◆ WRITTEN PROBLEM: Reproduce every line of the material that follows, word for word and in the same order, from the first line through the last.

━━━━━ PROVIDED ENTRIES ━━━━━

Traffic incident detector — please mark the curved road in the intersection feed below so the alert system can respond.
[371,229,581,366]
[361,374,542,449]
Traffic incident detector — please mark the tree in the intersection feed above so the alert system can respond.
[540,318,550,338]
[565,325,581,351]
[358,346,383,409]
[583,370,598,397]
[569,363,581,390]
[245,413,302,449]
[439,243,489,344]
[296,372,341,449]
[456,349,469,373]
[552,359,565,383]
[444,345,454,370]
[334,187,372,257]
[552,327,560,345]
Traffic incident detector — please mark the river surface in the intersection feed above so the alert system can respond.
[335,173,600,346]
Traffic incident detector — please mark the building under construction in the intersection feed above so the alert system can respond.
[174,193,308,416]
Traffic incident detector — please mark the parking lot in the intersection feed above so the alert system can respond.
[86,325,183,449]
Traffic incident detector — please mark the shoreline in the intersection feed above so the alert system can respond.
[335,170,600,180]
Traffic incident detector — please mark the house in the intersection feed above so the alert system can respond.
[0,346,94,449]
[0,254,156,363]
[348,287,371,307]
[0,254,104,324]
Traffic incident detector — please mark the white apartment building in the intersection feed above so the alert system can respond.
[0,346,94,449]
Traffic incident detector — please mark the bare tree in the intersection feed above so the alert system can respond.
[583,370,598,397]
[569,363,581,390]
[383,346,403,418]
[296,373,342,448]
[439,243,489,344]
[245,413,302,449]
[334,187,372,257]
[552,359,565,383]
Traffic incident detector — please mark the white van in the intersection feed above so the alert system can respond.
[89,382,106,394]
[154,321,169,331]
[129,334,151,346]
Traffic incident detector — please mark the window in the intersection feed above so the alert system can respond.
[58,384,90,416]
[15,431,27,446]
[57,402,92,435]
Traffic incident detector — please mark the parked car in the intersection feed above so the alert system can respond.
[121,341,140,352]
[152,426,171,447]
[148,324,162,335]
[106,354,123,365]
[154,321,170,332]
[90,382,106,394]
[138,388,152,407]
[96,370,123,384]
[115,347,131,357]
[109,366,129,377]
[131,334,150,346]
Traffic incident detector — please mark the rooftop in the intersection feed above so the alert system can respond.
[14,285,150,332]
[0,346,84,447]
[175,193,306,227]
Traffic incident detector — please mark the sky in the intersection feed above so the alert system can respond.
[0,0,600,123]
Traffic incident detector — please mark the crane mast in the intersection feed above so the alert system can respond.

━━━━━

◆ WRITTEN SOLUTION:
Traffic incident detector — please mark the curved road in the intersection feed below so the alert system can respond.
[371,229,581,366]
[361,374,542,449]
Traffic incident detector — please mark the tree in the intersection feed above so the alert system can respond.
[540,318,550,338]
[565,325,581,351]
[358,346,383,409]
[583,370,598,397]
[569,363,581,390]
[245,413,302,449]
[439,243,489,344]
[296,372,341,449]
[456,349,469,373]
[552,359,565,383]
[444,345,454,370]
[334,187,372,257]
[552,327,560,345]
Traffic incident detector — please mark the river surface in the intersection feed above so the alert system can respond.
[335,173,600,346]
Traffic incident detector — please mark the building under construction in the intersection feed above so the alert system can respond.
[174,193,308,416]
Traffic incident detector — please mark the parking lot in the intersection feed above so the alert system can respond.
[86,325,183,449]
Traffic incident detector — please mark the shoreline in the intersection feed above so the alert system can respond.
[335,170,600,180]
Traffic incident detector — please mark the house in the intersection feed above so the alert system can respond.
[0,346,94,449]
[0,254,156,363]
[348,287,371,307]
[0,254,104,324]
Traffic incident detector — please mark the white apartment building in the intersection feed above so the alert system can respond.
[0,346,94,449]
Traffic incident detector — please mark the bare tree in the intersection feed above so the alert system can respond.
[583,370,598,397]
[569,363,581,390]
[383,346,403,418]
[296,373,342,448]
[439,243,489,344]
[245,413,302,449]
[334,187,372,257]
[552,359,565,383]
Traffic incident detector — please mark the white van in the intersection feed above so the alert system can respond.
[89,382,106,394]
[154,321,169,331]
[129,334,151,346]
Traffic incident detector — please mark the window in the intersection feed above so the alert system can respond.
[58,384,90,416]
[15,431,27,446]
[57,402,92,435]
Traffic incident detector — please mark the parked car in the intersection feed above so the alert system can respond.
[121,341,140,352]
[152,426,171,447]
[148,324,162,335]
[106,354,123,365]
[154,321,170,332]
[90,382,106,394]
[138,388,152,407]
[96,370,123,384]
[115,347,131,357]
[109,366,129,377]
[131,334,150,346]
Traffic incident detector — please mark the rooftop in the intersection feed above so the alert system can respond.
[14,285,150,332]
[0,346,84,447]
[175,193,306,227]
Traffic incident detector — please mark the sky in the intersection feed above so the alert system can respond.
[0,0,600,123]
Traffic incident detector — please mark the crane mast in the intersection feed above so the alert system can respond.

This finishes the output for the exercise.